**EXERCISE PASSAGE:**
—————

September 7, 2022
We’ve all been there—you walk into a waiting room and are handed a clipboard and a pen. “Please complete these,” instructs the staff. The next 10 or 15 minutes are spent completing information manually and sometimes redundantly.
This traditional method of collecting information from patients on paper has many drawbacks, including frustration, mistakes, data security risks, and waste of precious resources (human and environmental). With paper, patients must re-enter the same information—again and again—on multiple forms. Unclear handwriting or accidental omissions means patients often introduce challenges to correct data entry. And busy staff also can introduce errors simply due to the press of competing responsibilities. All of this creates challenges for providing the best care and patient experience.
Why not provide patients and staff with a “paper-less” paperwork option instead?
A no-paper process means patients can conveniently complete digital forms at their own convenience prior to appointments. Not only does this increase the likelihood of more accurate information, it creates a better patient experience by allowing them to self-serve. When information-gathering is automated and digitized, denied insurance claims due to incorrect information decrease. And it’s double-win for improving the patient experience because staff have greater availability to focus on patient interactions.
Digital technology eliminates human error and ensures that data capture is highly accurate and complete from the start. It’s also surprisingly easy. Technology, for example, can prepopulate forms with patient information providers already have on file—before a patient is asked to complete additional forms. By prepopulating common information fields, the patient experience is improved due to time savings and a sense that their provider knows them and is using their information appropriately. It also increases the likelihood that all forms will be completed before the appointment.

—————

**PROBLEMS TO SOLVE:**
• A. Condense the paragraph of the passage on paperless patient intake that begins "A no-paper process means" into a short bulleted list that keeps its main facts.
• B. Transcribe the part of the passage on paperless patient intake starting with "Why not provide" and going on through "on patient interactions.".

**DATA SECTION:**
—————

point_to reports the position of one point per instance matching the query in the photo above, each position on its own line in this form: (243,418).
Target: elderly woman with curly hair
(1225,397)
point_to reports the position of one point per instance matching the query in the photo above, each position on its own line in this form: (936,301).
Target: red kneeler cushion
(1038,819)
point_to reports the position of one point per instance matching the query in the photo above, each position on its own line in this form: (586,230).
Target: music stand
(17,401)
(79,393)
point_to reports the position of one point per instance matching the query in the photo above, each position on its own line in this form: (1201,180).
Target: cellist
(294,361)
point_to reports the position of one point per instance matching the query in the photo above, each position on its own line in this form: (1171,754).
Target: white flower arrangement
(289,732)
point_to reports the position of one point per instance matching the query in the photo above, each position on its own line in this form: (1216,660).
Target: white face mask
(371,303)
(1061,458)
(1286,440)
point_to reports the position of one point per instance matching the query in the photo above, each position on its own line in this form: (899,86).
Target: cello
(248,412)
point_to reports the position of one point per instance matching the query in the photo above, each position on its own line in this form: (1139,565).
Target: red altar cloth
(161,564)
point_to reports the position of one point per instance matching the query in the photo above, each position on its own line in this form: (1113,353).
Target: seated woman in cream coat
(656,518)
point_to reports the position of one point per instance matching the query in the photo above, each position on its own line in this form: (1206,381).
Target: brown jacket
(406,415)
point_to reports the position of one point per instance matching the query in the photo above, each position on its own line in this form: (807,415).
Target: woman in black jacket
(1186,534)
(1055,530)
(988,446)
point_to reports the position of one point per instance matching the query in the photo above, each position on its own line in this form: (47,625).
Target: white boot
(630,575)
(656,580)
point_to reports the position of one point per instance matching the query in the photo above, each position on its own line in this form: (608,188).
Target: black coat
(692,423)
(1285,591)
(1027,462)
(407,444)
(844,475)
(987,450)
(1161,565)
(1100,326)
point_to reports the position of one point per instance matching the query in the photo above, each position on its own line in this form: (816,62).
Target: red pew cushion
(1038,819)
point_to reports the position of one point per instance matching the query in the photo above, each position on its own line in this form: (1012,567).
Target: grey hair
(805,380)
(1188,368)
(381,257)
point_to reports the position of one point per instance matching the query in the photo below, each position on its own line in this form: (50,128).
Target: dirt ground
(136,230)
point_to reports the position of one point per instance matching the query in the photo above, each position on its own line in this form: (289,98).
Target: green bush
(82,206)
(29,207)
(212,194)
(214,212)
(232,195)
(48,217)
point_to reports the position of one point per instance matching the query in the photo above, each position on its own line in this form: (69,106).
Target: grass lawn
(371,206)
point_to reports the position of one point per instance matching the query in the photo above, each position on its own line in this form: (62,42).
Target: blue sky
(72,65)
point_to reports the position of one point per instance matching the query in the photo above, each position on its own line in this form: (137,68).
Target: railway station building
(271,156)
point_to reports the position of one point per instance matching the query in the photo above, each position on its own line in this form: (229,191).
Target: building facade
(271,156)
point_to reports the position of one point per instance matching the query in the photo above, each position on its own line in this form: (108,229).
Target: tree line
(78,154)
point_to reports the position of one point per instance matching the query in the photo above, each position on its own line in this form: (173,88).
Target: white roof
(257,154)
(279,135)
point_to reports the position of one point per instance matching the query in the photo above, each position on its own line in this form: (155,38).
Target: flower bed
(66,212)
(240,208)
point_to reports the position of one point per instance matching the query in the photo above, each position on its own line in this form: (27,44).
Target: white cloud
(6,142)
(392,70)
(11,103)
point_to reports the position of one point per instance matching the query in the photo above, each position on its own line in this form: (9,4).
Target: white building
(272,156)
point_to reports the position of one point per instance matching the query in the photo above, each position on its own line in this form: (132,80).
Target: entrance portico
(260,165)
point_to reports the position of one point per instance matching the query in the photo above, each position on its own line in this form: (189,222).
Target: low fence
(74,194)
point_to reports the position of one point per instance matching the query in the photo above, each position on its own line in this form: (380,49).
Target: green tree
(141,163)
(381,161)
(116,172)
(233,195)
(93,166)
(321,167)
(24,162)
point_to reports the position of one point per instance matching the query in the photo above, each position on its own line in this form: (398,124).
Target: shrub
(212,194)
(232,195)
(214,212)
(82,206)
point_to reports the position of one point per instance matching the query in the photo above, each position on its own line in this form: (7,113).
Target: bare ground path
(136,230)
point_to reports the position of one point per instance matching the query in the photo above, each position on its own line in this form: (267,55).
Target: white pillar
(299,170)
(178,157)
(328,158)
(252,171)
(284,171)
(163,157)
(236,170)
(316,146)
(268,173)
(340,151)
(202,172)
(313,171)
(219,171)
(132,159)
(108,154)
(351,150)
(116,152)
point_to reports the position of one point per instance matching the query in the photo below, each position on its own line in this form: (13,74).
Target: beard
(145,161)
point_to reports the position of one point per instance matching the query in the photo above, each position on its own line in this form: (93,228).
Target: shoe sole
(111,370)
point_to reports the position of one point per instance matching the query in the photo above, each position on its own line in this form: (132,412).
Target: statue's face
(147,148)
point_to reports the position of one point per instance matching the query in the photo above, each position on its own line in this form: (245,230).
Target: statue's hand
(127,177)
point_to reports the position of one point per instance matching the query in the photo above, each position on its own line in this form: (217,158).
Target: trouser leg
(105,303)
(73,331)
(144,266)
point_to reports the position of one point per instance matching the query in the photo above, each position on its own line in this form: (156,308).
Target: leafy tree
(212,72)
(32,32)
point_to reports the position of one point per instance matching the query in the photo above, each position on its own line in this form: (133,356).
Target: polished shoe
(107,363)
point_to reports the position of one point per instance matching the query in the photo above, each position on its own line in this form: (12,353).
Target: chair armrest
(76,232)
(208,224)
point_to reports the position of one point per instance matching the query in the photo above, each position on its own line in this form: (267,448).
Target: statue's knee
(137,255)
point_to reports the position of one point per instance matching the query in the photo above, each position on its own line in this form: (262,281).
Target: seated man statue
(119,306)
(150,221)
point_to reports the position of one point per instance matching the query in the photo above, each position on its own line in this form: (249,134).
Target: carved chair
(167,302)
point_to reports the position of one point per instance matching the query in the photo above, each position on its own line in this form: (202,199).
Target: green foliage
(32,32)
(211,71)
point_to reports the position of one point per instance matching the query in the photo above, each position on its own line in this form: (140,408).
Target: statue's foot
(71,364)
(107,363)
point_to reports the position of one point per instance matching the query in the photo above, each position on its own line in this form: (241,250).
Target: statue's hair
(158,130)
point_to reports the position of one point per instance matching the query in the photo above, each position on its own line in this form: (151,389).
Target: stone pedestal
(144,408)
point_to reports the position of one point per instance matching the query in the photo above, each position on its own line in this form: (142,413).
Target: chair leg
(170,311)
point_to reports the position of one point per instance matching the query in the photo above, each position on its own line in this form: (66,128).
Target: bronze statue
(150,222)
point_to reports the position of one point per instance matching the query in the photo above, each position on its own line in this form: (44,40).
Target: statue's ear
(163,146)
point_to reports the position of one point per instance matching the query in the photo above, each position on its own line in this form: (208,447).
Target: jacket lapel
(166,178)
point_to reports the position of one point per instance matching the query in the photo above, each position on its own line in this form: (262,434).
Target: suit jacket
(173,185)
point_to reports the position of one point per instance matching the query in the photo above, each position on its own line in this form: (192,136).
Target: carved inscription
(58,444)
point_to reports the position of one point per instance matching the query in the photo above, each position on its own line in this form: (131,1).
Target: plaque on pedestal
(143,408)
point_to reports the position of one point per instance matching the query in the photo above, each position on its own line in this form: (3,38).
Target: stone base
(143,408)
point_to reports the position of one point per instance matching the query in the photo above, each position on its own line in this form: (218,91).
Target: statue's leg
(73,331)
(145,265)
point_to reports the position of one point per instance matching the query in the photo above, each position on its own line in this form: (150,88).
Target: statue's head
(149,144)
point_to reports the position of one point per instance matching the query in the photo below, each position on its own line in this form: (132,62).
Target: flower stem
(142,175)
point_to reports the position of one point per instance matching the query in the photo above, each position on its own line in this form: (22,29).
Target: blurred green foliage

—————

**RESULTS FOR THE EXERCISE:**
• A.
- Patients can fill out digital forms whenever convenient before their appointments.
- This makes accurate information more likely.
- Self-service gives patients a better experience.
- Automated, digitized information-gathering reduces insurance claims denied because of incorrect information.
- Staff have more time to focus on interactions with patients.

• B.
Why not provide patients and staff with a “paper-less” paperwork option instead?
A no-paper process means patients can conveniently complete digital forms at their own convenience prior to appointments. Not only does this increase the likelihood of more accurate information, it creates a better patient experience by allowing them to self-serve. When information-gathering is automated and digitized, denied insurance claims due to incorrect information decrease. And it’s double-win for improving the patient experience because staff have greater availability to focus on patient interactions.